### Data rows

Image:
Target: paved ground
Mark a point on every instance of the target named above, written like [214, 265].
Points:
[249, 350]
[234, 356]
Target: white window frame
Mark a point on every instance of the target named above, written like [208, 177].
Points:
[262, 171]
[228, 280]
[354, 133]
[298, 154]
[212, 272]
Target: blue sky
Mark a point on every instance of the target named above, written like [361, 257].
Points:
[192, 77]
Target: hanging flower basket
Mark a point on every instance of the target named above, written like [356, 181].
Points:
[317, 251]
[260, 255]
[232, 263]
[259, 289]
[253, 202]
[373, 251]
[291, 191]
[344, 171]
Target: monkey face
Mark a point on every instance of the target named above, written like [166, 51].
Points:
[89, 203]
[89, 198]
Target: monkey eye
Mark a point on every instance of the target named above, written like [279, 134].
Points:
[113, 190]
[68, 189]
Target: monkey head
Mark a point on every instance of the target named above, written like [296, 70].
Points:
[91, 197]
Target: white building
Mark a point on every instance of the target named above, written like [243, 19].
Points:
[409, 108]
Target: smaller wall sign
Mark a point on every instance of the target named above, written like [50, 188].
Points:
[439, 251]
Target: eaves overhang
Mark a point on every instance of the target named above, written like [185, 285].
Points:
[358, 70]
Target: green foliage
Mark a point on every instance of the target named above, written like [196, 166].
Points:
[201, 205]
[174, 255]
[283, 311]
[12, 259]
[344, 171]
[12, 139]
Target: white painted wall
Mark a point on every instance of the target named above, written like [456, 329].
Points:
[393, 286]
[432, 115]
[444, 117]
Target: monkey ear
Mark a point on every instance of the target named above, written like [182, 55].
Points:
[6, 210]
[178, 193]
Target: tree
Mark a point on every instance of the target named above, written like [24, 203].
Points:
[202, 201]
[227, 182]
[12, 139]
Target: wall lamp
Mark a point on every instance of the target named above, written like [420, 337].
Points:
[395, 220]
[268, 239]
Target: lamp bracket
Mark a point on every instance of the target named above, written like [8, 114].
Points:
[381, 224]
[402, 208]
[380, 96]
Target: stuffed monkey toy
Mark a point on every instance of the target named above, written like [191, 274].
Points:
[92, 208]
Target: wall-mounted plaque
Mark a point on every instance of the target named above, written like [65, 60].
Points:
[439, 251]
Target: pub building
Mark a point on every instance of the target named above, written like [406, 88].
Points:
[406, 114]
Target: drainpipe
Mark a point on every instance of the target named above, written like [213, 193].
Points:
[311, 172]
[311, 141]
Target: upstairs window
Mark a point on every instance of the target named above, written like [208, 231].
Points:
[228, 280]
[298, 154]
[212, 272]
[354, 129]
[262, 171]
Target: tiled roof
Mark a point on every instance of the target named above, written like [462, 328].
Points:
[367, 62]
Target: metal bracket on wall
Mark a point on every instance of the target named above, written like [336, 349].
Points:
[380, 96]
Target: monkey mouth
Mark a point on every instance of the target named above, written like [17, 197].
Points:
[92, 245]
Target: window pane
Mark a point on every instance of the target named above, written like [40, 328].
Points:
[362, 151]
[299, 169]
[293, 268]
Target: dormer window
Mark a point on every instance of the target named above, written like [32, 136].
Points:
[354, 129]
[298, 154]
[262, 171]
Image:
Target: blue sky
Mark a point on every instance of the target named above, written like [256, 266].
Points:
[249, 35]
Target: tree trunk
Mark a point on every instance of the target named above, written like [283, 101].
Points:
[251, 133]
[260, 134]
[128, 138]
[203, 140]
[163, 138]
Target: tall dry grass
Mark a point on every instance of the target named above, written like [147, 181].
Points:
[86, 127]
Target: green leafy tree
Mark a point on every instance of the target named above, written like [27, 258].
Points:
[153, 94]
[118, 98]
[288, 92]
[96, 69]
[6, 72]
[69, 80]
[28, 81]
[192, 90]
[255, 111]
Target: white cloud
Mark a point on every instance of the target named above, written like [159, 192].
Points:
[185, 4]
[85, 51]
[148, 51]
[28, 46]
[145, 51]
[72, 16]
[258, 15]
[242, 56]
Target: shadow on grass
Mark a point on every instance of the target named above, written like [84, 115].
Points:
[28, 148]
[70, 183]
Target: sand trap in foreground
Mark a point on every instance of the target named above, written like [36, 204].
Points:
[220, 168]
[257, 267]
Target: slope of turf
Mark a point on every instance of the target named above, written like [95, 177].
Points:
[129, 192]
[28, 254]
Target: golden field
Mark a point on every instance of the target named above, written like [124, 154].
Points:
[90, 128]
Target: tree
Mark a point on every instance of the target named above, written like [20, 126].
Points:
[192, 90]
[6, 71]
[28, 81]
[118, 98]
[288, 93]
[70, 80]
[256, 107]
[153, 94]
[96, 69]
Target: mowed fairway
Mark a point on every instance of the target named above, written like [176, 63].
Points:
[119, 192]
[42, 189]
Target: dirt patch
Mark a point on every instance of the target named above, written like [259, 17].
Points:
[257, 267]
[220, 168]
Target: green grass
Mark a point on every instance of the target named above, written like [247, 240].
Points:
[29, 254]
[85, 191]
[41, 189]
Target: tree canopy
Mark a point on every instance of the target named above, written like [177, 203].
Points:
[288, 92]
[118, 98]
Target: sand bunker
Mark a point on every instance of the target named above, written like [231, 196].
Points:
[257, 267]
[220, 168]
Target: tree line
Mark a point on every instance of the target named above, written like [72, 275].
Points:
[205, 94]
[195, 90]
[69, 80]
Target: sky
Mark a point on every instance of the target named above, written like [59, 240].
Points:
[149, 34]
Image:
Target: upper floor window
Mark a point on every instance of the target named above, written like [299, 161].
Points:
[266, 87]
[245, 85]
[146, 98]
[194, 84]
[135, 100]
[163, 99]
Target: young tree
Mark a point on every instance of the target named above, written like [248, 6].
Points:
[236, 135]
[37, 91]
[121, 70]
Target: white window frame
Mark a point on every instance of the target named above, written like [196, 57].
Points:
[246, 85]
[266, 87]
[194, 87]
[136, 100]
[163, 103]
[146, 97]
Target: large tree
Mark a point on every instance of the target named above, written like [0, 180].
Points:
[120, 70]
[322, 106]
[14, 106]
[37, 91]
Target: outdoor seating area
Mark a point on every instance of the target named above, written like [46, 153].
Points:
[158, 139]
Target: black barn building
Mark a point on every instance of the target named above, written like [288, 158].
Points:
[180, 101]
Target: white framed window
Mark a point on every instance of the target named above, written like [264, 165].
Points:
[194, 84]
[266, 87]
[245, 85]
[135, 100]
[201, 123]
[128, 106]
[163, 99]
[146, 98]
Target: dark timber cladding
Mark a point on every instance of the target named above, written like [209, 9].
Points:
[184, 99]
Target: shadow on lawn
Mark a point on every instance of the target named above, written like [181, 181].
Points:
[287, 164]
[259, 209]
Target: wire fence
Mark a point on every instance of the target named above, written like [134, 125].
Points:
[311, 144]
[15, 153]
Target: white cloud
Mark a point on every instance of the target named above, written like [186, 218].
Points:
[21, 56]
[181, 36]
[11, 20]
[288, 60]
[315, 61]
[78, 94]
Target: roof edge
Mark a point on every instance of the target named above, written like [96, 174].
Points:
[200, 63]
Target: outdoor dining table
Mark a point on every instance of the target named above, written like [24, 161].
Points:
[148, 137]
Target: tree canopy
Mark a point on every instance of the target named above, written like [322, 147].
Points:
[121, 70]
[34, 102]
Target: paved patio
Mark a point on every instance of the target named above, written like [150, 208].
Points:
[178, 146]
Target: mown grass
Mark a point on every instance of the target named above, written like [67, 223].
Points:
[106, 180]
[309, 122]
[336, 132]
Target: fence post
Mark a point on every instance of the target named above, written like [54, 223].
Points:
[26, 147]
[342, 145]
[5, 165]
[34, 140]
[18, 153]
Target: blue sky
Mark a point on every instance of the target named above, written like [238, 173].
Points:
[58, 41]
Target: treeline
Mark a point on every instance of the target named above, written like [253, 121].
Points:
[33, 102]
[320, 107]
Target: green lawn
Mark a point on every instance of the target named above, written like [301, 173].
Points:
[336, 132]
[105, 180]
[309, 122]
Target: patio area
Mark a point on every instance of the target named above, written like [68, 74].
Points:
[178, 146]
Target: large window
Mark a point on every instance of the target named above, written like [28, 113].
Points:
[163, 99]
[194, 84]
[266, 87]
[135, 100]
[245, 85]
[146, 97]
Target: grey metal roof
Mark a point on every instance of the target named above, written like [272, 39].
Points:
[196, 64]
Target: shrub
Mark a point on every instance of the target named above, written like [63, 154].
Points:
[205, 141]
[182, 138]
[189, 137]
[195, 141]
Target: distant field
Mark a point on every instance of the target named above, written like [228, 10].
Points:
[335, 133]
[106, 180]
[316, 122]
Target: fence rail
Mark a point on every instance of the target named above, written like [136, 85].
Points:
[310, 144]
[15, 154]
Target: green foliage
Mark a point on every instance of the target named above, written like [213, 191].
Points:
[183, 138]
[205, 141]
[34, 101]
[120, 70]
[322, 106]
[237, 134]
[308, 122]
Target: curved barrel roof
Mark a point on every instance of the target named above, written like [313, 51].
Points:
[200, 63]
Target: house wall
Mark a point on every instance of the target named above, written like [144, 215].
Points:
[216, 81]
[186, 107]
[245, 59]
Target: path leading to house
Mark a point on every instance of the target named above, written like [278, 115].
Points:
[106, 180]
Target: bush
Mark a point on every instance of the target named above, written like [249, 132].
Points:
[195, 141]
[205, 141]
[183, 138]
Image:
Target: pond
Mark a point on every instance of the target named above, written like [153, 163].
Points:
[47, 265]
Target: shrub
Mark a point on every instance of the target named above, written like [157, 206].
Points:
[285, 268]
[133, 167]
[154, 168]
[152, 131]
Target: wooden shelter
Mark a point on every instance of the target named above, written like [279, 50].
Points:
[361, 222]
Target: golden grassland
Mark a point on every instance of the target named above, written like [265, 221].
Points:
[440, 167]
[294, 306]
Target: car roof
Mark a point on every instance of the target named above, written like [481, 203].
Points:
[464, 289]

...

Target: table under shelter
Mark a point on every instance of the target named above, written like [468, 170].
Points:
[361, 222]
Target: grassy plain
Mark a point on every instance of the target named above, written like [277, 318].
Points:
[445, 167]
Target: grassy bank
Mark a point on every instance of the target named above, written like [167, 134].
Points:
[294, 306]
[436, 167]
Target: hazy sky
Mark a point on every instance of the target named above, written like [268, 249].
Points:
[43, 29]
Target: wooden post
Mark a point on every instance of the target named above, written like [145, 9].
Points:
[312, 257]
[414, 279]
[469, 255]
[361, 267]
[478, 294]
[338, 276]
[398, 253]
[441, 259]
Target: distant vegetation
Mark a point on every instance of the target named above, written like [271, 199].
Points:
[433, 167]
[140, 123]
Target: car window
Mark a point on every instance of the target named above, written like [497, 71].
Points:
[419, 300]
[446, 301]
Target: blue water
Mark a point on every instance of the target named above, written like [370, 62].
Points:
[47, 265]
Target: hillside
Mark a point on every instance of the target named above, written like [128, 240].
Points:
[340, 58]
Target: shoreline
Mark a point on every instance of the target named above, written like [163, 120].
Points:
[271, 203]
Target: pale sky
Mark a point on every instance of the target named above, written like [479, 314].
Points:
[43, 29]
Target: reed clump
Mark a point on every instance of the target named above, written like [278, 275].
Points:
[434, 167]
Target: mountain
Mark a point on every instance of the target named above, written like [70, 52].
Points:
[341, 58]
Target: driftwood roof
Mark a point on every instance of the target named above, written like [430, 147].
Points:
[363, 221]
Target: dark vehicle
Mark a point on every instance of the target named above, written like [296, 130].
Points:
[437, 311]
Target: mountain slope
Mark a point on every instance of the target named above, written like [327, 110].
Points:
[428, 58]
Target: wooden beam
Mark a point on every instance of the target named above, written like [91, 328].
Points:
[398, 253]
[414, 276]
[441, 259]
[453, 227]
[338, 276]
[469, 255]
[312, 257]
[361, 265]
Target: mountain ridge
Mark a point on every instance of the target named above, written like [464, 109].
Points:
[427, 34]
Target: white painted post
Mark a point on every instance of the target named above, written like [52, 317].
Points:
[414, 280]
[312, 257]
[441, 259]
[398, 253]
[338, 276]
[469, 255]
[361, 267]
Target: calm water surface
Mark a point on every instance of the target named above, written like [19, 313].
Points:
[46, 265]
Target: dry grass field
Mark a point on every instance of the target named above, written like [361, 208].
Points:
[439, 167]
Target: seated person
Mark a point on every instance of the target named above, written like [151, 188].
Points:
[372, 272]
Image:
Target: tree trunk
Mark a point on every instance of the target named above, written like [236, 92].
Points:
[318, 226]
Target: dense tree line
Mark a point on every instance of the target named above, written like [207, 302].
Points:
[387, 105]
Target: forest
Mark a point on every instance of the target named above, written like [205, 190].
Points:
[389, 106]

--

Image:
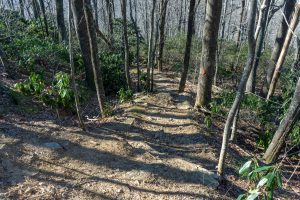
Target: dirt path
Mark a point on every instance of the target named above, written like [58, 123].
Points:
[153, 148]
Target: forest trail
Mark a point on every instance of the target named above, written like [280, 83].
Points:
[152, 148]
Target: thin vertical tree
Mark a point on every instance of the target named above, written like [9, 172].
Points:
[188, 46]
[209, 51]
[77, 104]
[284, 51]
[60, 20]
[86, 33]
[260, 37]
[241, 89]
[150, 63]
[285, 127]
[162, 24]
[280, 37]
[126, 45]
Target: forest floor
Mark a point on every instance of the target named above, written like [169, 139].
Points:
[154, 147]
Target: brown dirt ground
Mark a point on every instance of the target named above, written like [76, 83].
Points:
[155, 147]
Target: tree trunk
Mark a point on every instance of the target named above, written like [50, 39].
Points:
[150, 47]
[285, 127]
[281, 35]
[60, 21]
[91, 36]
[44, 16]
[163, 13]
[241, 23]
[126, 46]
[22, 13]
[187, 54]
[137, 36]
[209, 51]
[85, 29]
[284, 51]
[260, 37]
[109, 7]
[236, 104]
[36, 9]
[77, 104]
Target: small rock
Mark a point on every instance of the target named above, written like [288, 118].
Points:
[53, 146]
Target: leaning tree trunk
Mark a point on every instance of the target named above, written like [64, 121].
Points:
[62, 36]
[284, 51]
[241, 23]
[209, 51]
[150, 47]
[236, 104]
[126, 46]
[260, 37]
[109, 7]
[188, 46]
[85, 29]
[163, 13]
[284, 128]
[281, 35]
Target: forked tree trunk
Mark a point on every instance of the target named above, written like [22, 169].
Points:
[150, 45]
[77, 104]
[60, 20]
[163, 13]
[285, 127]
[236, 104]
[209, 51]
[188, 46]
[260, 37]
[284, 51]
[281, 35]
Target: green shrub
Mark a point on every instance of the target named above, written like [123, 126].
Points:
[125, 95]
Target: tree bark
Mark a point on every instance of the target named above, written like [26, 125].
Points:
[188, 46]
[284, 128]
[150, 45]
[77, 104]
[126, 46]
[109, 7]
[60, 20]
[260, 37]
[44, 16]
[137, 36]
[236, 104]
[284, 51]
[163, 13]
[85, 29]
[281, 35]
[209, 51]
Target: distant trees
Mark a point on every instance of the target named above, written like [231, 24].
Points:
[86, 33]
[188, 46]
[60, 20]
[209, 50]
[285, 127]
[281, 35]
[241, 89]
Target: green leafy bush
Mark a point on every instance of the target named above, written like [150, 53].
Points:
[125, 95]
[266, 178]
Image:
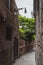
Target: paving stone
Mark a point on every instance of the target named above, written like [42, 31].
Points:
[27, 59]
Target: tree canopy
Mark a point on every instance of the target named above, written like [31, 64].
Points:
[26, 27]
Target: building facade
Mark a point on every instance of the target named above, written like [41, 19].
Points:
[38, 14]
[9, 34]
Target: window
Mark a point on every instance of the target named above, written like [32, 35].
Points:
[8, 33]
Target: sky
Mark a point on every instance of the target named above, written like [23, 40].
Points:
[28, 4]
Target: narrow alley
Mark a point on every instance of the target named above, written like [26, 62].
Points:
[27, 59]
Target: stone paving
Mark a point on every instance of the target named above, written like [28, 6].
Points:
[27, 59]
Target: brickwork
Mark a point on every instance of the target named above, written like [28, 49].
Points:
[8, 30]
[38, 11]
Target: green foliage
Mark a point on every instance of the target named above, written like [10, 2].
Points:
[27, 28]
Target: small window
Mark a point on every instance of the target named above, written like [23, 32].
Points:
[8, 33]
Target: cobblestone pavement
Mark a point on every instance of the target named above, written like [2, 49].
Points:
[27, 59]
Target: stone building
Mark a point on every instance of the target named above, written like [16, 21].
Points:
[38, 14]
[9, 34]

### The problem
Pull out every line of the material above that contains the word "house". Case matters, so skip any line where it appears only with different capitalization.

### Exercise answer
Target: house wall
Target: path leading to house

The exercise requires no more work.